Records from a collection:
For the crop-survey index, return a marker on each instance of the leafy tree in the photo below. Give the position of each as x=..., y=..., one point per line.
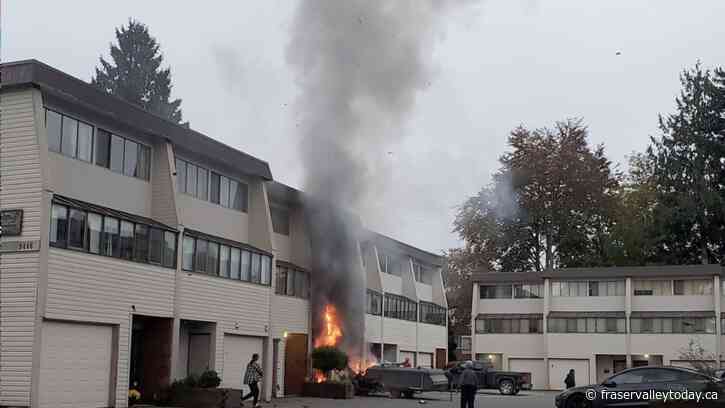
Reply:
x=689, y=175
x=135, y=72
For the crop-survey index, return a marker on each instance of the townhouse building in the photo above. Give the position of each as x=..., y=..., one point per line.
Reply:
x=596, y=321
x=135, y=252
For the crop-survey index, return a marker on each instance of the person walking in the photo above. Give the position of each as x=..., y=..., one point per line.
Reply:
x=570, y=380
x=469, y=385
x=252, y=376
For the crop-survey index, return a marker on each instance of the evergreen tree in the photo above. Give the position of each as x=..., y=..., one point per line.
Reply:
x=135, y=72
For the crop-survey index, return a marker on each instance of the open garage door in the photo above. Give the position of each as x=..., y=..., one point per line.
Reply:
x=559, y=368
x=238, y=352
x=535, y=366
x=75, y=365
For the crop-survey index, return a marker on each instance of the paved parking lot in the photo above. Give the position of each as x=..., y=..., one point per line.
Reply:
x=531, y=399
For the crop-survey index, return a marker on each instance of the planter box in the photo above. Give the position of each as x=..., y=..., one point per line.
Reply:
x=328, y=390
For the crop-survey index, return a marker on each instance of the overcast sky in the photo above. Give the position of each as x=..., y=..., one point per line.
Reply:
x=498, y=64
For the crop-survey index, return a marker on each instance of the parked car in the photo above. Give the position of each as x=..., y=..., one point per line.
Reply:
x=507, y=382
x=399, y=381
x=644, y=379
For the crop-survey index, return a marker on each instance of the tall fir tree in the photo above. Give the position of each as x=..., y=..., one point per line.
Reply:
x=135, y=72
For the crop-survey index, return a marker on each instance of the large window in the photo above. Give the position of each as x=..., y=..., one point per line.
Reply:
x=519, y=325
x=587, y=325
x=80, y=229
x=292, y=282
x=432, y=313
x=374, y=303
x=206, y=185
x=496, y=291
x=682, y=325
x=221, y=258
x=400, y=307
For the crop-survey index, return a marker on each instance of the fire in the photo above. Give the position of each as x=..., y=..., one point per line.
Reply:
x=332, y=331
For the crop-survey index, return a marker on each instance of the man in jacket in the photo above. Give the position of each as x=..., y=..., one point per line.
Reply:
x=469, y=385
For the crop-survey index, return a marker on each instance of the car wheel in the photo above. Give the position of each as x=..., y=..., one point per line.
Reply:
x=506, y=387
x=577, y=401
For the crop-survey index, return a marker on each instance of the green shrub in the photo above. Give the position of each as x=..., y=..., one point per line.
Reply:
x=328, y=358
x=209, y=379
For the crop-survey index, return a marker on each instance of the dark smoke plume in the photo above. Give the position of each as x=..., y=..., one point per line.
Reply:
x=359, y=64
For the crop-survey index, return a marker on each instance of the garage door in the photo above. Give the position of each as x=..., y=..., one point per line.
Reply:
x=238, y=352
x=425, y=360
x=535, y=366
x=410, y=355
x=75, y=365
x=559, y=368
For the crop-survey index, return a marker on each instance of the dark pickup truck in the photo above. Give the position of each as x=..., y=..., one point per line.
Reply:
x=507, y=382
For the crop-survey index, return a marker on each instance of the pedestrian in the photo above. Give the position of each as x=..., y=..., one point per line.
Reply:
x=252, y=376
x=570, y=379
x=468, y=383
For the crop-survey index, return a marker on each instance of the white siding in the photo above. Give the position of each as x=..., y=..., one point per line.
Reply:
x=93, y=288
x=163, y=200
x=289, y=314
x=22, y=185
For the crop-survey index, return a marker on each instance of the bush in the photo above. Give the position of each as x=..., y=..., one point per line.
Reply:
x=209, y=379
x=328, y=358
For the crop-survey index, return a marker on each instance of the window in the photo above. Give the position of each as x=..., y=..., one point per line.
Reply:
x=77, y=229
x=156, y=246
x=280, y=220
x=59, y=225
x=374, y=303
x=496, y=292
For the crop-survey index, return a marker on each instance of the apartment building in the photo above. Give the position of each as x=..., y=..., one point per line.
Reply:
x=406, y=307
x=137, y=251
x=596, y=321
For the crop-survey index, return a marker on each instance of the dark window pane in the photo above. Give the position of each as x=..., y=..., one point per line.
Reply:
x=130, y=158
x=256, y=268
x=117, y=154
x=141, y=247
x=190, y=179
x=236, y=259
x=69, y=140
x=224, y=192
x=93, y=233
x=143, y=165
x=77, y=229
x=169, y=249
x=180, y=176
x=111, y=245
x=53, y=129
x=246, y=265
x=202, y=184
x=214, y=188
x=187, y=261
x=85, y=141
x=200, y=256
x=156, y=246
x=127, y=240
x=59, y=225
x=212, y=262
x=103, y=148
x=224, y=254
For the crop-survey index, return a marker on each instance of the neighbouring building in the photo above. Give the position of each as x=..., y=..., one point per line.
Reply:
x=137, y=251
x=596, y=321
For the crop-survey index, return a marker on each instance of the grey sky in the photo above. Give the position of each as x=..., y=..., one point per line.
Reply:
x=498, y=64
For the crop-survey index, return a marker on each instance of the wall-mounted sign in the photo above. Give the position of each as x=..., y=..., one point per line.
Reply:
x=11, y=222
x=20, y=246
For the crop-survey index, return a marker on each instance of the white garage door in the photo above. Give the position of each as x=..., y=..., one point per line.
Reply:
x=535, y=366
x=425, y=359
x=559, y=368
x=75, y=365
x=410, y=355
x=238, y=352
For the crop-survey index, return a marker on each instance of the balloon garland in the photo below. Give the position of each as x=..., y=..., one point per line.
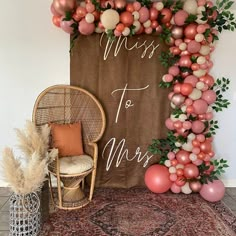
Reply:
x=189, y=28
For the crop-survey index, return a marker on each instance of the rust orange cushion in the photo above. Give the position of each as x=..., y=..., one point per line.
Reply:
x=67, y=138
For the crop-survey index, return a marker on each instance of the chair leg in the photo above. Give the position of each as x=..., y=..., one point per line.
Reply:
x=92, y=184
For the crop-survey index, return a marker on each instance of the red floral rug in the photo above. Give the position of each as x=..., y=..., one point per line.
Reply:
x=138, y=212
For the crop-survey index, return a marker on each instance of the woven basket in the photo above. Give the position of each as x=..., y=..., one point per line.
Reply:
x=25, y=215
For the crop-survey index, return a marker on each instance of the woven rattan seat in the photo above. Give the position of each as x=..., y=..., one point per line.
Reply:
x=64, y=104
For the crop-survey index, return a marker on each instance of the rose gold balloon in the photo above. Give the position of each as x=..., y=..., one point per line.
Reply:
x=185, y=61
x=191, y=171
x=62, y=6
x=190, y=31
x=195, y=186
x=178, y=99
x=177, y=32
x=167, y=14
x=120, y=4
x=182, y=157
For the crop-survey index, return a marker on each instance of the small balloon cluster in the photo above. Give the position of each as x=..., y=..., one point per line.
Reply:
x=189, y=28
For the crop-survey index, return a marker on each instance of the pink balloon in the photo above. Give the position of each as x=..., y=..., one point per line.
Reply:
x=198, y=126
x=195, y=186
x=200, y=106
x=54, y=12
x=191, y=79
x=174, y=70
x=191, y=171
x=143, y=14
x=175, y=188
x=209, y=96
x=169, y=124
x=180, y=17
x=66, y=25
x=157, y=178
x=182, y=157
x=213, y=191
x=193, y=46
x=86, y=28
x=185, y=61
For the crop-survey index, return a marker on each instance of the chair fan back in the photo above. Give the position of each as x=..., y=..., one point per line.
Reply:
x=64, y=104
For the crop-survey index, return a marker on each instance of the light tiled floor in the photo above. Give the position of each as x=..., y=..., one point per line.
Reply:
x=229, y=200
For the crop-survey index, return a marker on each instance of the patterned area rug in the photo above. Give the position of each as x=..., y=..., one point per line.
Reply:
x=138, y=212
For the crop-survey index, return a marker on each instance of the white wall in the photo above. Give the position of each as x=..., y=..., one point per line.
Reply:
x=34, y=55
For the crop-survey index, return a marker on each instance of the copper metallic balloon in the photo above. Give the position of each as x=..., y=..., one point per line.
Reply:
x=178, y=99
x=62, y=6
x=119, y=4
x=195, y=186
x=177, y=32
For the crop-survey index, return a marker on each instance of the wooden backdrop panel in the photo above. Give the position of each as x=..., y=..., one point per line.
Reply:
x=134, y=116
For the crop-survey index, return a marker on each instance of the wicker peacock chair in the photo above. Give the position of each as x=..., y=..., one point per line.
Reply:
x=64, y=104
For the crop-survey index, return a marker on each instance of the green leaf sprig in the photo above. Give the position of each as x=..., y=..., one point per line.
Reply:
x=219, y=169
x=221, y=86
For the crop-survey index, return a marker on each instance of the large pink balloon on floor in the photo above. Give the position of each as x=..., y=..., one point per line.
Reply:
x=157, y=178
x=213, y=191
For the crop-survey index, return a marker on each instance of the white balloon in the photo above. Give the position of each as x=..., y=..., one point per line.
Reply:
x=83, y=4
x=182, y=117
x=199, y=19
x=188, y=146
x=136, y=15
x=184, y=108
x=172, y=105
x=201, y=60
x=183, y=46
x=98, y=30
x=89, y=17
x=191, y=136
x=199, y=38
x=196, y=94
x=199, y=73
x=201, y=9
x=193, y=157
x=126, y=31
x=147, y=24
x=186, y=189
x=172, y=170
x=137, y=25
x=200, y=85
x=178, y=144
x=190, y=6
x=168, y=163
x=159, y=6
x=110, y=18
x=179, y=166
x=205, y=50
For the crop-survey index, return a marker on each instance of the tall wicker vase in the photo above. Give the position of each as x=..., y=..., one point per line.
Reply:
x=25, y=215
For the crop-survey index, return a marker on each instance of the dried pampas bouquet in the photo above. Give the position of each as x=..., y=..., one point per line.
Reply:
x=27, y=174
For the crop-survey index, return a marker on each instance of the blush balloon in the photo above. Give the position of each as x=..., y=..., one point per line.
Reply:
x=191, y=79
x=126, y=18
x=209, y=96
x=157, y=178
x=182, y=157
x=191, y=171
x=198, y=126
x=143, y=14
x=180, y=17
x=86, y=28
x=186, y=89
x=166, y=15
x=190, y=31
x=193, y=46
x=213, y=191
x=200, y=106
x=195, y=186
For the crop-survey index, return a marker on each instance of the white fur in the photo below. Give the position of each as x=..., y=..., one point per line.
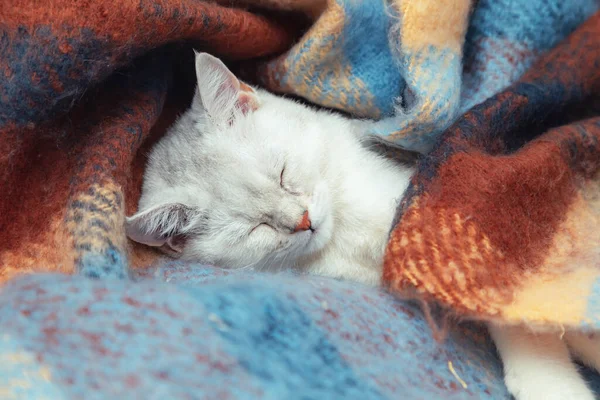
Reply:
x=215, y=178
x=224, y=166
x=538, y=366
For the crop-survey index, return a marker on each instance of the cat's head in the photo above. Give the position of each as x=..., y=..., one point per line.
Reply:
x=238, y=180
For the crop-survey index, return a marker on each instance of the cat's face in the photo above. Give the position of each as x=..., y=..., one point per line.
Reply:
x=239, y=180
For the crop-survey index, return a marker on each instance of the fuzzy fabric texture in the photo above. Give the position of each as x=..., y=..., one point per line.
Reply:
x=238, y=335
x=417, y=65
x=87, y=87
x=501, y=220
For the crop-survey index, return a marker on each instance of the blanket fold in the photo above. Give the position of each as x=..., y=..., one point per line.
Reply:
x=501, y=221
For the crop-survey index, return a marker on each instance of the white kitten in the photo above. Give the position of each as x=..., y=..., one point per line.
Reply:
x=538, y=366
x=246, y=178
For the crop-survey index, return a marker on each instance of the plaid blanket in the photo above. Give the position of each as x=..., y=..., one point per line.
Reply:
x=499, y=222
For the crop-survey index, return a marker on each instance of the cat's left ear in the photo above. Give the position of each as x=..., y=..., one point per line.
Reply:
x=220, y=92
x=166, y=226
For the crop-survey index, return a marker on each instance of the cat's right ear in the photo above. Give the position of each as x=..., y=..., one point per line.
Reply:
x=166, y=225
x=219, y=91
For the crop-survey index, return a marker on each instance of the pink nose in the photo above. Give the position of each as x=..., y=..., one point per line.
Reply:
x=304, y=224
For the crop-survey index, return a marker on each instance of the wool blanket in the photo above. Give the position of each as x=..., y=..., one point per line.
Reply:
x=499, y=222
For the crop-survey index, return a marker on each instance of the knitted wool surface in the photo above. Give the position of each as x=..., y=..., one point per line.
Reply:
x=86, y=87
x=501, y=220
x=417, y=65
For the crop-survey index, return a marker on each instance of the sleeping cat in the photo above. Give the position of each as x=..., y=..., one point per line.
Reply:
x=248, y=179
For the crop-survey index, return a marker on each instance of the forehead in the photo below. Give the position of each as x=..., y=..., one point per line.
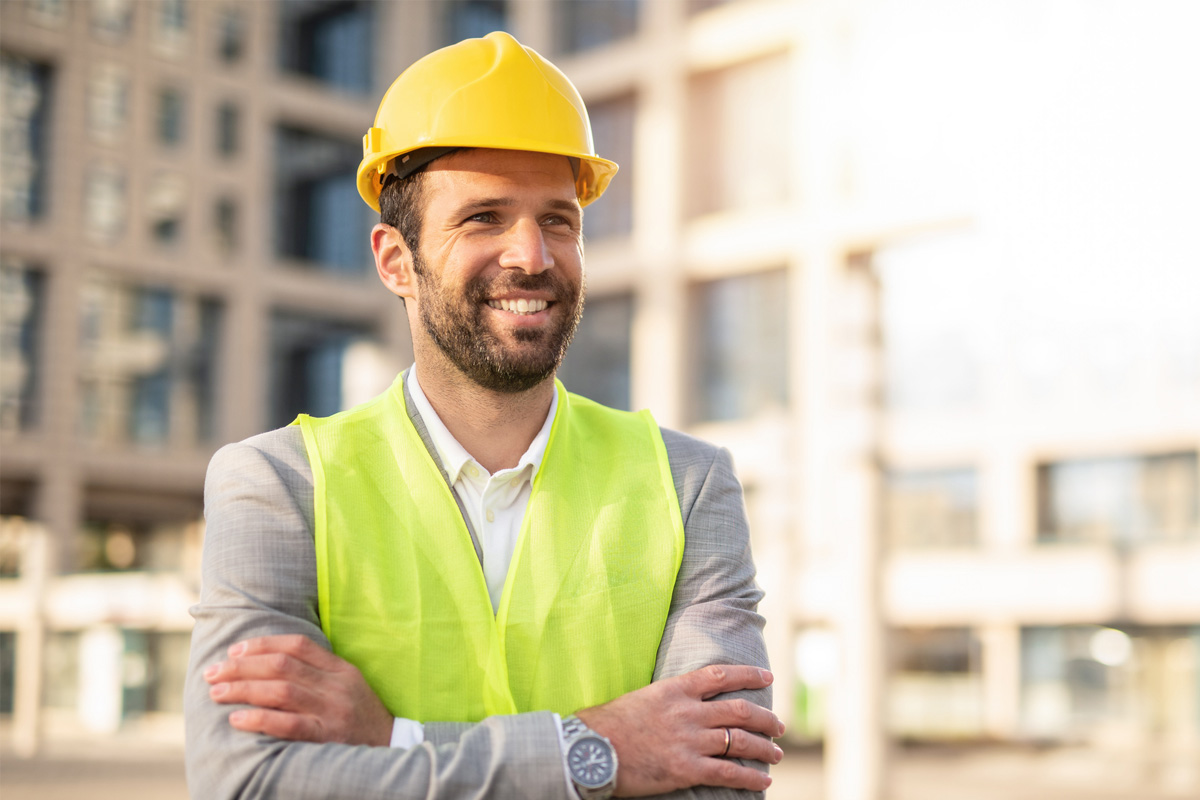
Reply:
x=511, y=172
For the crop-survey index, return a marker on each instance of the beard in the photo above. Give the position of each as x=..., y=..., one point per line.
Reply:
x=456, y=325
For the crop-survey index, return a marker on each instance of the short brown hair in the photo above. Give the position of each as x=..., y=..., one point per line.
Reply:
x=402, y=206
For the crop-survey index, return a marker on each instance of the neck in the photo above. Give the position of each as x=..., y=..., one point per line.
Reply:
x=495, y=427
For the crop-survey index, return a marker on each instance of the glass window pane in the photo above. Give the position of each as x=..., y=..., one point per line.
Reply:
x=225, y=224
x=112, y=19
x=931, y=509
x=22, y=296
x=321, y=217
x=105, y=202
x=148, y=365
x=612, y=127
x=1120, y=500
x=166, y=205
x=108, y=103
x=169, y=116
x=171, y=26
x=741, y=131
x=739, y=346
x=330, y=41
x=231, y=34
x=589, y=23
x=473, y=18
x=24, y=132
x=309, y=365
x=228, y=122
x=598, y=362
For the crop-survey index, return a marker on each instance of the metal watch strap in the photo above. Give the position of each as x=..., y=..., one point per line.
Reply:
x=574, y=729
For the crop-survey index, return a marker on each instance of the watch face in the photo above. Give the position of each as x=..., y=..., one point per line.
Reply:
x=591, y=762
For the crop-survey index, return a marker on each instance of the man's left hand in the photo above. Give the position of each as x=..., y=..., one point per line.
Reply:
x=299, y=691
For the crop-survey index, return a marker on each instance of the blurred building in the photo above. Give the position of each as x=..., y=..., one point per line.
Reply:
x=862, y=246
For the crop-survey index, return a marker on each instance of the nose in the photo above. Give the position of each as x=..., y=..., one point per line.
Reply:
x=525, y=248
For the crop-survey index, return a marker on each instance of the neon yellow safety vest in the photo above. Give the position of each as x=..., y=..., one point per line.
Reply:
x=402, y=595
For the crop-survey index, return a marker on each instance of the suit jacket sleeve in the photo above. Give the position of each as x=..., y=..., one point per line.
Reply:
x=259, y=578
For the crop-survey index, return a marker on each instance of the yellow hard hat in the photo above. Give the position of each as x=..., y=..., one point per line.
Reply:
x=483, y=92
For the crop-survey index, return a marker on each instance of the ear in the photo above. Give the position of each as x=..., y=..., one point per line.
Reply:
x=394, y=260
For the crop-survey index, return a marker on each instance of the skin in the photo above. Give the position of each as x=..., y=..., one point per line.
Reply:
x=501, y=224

Exercise goal: Go over the records above and tally each line that includes "yellow". Give the total by itself.

Solved problem: 2